BEGIN

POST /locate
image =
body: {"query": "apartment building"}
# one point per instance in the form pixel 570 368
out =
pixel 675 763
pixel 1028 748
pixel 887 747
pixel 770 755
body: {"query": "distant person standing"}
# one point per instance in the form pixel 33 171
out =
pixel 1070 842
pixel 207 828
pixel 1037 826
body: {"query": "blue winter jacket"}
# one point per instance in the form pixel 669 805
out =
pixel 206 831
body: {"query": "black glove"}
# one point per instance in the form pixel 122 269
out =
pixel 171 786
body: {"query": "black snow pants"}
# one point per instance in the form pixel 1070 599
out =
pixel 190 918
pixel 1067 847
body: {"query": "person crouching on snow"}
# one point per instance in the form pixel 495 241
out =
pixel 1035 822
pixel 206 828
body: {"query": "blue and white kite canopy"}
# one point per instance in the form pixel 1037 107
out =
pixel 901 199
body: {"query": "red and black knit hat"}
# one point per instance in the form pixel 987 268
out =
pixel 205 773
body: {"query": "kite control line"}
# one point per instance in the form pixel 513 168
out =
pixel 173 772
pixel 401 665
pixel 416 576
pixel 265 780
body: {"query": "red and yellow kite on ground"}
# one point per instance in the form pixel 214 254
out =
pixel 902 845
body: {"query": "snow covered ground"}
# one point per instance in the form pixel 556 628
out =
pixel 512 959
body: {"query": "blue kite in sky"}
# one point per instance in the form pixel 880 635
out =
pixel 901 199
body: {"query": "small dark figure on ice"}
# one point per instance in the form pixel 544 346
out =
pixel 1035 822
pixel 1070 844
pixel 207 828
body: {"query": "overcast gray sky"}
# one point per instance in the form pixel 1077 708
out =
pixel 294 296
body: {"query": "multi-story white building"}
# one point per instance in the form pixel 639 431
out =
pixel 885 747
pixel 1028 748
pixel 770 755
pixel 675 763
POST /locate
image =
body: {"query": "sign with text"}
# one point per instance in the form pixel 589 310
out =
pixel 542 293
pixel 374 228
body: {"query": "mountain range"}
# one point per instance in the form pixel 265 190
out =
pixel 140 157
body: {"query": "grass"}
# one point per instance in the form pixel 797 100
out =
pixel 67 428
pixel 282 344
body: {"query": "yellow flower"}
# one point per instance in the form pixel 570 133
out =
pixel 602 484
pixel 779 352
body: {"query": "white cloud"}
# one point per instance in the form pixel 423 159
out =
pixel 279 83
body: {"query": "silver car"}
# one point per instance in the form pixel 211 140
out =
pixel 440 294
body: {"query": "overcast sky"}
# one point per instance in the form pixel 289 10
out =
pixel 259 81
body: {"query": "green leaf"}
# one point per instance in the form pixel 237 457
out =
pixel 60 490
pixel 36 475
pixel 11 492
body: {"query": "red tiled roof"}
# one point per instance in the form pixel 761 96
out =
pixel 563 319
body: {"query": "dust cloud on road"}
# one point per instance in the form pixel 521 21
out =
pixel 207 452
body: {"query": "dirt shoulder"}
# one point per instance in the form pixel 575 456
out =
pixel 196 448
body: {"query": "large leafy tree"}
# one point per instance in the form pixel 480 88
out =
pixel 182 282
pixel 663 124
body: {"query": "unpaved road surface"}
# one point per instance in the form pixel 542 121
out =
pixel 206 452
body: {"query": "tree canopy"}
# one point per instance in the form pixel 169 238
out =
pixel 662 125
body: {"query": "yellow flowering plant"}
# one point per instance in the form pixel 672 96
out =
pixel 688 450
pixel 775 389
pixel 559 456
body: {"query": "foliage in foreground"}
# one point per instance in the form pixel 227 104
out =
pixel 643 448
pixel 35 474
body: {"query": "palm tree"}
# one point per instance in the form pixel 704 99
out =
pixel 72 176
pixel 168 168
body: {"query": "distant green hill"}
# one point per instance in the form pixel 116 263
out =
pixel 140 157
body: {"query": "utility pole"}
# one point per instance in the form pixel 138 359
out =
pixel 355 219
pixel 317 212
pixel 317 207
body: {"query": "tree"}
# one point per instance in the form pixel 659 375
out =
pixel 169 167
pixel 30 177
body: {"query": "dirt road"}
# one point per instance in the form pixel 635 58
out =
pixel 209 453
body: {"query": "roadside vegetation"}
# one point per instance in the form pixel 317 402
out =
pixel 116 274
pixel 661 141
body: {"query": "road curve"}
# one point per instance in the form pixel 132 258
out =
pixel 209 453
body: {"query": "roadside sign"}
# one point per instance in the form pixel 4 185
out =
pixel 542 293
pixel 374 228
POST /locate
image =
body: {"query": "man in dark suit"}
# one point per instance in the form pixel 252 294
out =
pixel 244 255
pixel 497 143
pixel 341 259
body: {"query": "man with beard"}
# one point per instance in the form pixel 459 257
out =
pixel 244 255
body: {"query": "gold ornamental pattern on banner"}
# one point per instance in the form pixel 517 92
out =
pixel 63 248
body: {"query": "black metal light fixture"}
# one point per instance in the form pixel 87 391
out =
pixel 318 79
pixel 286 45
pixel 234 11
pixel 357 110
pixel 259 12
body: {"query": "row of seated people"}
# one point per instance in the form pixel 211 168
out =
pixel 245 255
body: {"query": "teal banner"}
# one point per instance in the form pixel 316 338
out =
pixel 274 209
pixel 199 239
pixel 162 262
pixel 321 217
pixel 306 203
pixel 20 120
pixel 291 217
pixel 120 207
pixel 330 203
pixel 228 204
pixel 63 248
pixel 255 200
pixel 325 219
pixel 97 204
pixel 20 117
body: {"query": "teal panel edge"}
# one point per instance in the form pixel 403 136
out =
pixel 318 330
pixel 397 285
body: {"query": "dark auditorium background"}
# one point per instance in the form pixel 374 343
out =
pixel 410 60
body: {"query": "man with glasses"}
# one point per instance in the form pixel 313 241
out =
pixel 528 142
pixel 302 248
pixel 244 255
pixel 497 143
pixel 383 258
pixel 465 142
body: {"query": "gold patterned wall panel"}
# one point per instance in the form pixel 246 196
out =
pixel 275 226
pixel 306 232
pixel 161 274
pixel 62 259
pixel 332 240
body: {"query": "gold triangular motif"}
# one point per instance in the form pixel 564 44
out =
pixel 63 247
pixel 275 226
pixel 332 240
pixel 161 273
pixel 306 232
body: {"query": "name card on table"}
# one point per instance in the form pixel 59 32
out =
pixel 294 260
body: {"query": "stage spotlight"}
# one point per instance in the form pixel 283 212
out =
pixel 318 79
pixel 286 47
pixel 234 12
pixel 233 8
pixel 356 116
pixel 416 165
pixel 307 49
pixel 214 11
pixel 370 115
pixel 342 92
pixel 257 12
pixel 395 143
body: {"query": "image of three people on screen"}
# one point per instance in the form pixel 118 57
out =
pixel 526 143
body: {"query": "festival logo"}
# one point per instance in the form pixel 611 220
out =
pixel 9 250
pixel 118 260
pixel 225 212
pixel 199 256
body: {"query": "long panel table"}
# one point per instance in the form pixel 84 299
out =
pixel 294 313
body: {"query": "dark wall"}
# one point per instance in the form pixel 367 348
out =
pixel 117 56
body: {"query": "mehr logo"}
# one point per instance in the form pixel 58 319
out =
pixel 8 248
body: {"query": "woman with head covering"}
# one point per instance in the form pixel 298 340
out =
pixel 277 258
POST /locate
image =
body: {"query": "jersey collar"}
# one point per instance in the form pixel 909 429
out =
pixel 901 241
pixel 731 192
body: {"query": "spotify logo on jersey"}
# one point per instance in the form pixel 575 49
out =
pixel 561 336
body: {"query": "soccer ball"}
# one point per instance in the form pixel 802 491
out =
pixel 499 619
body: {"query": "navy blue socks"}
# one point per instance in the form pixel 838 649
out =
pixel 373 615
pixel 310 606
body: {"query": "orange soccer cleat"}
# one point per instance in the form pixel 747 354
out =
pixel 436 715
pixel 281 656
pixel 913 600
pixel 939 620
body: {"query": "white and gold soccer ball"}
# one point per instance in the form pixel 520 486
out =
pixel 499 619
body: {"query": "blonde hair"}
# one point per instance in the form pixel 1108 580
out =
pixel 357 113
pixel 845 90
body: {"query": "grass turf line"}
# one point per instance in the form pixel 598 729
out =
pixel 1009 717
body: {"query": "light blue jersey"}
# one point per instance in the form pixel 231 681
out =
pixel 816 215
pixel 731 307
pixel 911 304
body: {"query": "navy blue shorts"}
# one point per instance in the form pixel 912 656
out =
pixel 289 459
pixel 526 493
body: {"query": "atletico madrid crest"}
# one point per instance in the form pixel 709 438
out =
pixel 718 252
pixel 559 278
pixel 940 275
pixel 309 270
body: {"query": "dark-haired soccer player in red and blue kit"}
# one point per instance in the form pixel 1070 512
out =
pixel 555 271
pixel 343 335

END

Please find, in the entries above, every line where "yellow" occurs, and copy it.

Solution for this task:
body: {"query": "red and yellow kite on ground"}
body: {"query": "yellow flower"}
body: {"query": "yellow flowering plant"}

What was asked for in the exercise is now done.